* **Data lines**
— start —

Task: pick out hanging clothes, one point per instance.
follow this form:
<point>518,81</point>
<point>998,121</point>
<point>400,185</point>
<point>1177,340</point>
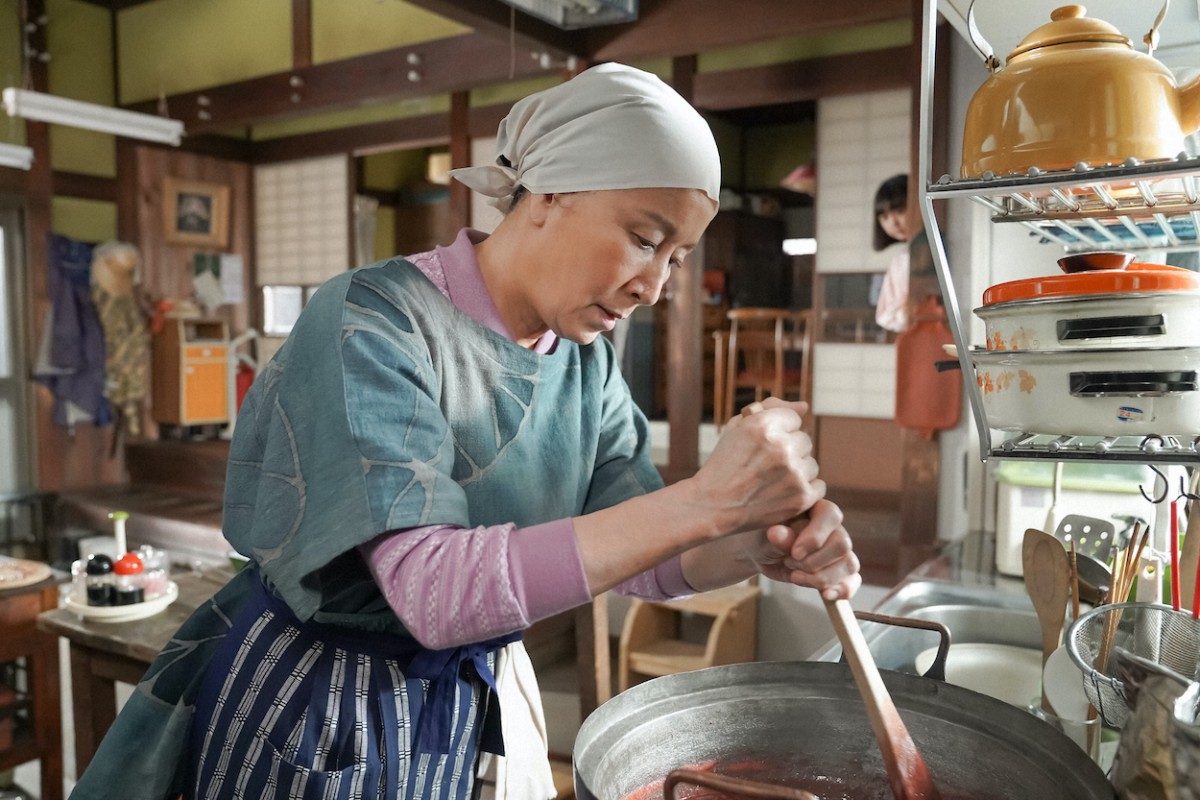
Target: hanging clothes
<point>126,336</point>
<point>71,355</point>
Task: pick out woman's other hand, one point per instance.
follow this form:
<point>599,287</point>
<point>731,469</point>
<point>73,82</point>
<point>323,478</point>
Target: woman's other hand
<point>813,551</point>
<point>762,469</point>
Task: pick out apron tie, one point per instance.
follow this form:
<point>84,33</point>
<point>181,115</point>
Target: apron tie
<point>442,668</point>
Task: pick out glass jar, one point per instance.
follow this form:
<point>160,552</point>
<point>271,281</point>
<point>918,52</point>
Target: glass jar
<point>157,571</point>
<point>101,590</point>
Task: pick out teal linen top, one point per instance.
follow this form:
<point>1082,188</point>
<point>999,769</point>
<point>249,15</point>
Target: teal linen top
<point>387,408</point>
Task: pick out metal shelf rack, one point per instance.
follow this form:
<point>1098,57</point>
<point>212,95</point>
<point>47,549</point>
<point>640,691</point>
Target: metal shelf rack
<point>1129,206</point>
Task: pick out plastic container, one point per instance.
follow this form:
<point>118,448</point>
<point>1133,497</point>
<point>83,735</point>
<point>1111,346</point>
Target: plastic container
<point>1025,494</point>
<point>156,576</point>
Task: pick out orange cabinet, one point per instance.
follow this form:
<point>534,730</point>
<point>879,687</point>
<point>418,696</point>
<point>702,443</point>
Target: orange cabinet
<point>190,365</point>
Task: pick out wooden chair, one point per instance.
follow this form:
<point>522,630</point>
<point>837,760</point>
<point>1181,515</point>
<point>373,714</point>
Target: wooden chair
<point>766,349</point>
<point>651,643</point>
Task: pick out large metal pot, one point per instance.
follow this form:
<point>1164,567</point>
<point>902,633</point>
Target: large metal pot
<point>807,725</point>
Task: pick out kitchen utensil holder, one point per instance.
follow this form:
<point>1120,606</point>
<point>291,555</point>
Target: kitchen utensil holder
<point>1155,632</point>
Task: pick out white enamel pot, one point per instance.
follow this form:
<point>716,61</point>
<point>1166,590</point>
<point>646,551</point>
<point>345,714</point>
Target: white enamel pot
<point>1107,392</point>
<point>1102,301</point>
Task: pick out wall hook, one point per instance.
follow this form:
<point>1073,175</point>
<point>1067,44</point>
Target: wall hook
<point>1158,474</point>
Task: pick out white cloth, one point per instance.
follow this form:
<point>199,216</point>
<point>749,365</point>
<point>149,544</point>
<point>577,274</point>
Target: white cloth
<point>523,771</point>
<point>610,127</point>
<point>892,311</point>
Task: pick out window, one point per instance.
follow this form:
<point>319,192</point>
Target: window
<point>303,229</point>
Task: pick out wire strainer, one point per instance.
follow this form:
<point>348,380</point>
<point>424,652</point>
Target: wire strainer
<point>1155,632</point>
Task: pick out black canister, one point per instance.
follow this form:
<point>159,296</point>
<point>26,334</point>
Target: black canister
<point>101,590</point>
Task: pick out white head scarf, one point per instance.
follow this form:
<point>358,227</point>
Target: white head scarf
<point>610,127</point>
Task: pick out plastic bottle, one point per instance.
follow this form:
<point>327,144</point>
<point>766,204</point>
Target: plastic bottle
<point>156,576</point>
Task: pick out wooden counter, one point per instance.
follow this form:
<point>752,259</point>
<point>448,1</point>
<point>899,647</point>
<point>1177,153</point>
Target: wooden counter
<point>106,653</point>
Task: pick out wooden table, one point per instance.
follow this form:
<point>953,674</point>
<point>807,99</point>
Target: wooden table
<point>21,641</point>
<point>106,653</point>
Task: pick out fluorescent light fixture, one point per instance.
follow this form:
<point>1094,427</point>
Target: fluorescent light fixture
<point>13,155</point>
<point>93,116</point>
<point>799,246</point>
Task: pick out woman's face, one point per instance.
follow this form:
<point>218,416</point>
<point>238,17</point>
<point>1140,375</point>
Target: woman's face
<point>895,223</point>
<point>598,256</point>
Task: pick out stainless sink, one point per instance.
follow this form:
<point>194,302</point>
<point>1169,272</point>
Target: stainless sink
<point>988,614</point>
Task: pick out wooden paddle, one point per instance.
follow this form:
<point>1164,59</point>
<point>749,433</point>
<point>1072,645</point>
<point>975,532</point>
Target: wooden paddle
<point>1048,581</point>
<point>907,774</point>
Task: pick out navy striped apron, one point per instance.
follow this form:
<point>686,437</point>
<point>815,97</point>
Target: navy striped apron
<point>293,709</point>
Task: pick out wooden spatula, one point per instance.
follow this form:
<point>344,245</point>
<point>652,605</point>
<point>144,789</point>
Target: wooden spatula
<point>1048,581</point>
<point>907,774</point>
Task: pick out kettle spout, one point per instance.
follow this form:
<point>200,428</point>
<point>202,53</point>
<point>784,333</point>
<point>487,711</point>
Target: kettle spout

— end —

* **Instructions to follow**
Reproduce all of the rows above word for word, and leave out the pictures.

* **Worked answer**
Task: pick out hanging clothes, one point per instance.
follow this form:
<point>518,81</point>
<point>998,121</point>
<point>400,185</point>
<point>1177,340</point>
Target: hanging clothes
<point>126,336</point>
<point>71,355</point>
Task: pick out woman's other hand, one point per instance.
follow this form:
<point>599,287</point>
<point>731,469</point>
<point>73,82</point>
<point>323,478</point>
Target: woman's other hand
<point>813,551</point>
<point>762,469</point>
Task: pick out apron tie, one point per instance.
follow this form:
<point>84,33</point>
<point>181,115</point>
Target: apron tie
<point>442,668</point>
Task: pick out glass jar, one point per instance.
follow this form:
<point>160,552</point>
<point>271,281</point>
<point>918,52</point>
Target: glass jar
<point>157,571</point>
<point>101,590</point>
Task: pick out teal linen top, one point per instance.
follow this form:
<point>1082,188</point>
<point>999,769</point>
<point>249,15</point>
Target: teal linen top
<point>387,408</point>
Task: pick out metal shelf rack, one point per instance.
follow this form:
<point>1098,57</point>
<point>212,95</point>
<point>47,549</point>
<point>640,691</point>
Target: metal shelf rack
<point>1129,206</point>
Task: pick out plastic container, one point per instance.
follow this form:
<point>118,448</point>
<point>1133,497</point>
<point>83,735</point>
<point>1111,346</point>
Target: plastic container
<point>1025,494</point>
<point>156,576</point>
Task: pick out orange cabinet, one point per instance.
follow this form:
<point>534,730</point>
<point>879,687</point>
<point>418,696</point>
<point>702,443</point>
Target: orange cabinet
<point>190,365</point>
Task: pick out wooden chair, one point per instance.
follow this form:
<point>522,630</point>
<point>837,760</point>
<point>1181,515</point>
<point>373,714</point>
Target: wooden chair
<point>766,349</point>
<point>651,643</point>
Task: pick out large metal pot, one point per instance.
follow this form:
<point>1164,567</point>
<point>902,633</point>
Target: large metal pot
<point>807,725</point>
Task: pick out kitchen utensil holder, one point per instance.
follow this form:
<point>1120,606</point>
<point>291,555</point>
Target: kitchen utensil holder
<point>1155,632</point>
Task: pick out white enamel pot, one point per instance.
follow this form:
<point>716,61</point>
<point>1166,590</point>
<point>646,551</point>
<point>345,714</point>
Target: white enamel pot
<point>1107,392</point>
<point>1102,301</point>
Task: pick out wall hook, one point per instance.
follow this form:
<point>1073,175</point>
<point>1067,44</point>
Target: wall hook
<point>1158,474</point>
Task: pick out white cloth, one point per instance.
follow this form:
<point>199,216</point>
<point>749,365</point>
<point>149,544</point>
<point>577,274</point>
Target: white cloth
<point>523,771</point>
<point>610,127</point>
<point>892,311</point>
Task: pick out window, one point per instance.
follow this form:
<point>319,192</point>
Target: window
<point>303,229</point>
Task: pick out wire strainer, one point per instance.
follow this form:
<point>348,380</point>
<point>424,652</point>
Target: wire strainer
<point>1155,632</point>
Task: pick out black canister, one point per instance.
follow this form:
<point>159,296</point>
<point>26,334</point>
Target: black canister
<point>101,590</point>
Task: pick out white head scarf, one point per instance.
follow this form:
<point>358,227</point>
Target: white head scarf
<point>610,127</point>
Task: pick out plastic bottle, one point per instance.
follow this form:
<point>327,144</point>
<point>766,204</point>
Target: plastic bottle
<point>156,576</point>
Task: pick out wooden counter, one point per instance.
follow this form:
<point>752,259</point>
<point>448,1</point>
<point>899,647</point>
<point>1177,153</point>
Target: wooden counter
<point>106,653</point>
Task: pick out wooden table, one point per instance.
follow this form:
<point>953,674</point>
<point>807,99</point>
Target: wooden table
<point>21,641</point>
<point>106,653</point>
Task: pick out fluorescent light fixture, one point per instance.
follow this form:
<point>1094,427</point>
Target: fluorescent light fixture
<point>13,155</point>
<point>93,116</point>
<point>799,246</point>
Task: pick out woman's face, one point per instance.
follow this form:
<point>218,416</point>
<point>238,17</point>
<point>1140,375</point>
Target: woman's face
<point>895,223</point>
<point>598,256</point>
Task: pick out stainless sink, one point per instance.
follow this form:
<point>194,302</point>
<point>1169,272</point>
Target: stainless sink
<point>988,614</point>
Task: pick out wooden paddle, one point per instance.
follow this form:
<point>1164,59</point>
<point>749,433</point>
<point>1072,645</point>
<point>975,532</point>
Target: wooden paddle
<point>1048,581</point>
<point>907,774</point>
Task: pick out navy striped apron, one point per instance.
follow this form:
<point>686,437</point>
<point>815,97</point>
Target: navy striped apron
<point>293,709</point>
Task: pick out wooden spatula, one point per instance.
follow this form:
<point>344,245</point>
<point>652,605</point>
<point>144,789</point>
Target: wooden spatula
<point>1048,581</point>
<point>907,774</point>
Task: pick out kettle spout, one point per instance.
follow this form:
<point>200,428</point>
<point>202,53</point>
<point>784,333</point>
<point>487,711</point>
Target: kettle spout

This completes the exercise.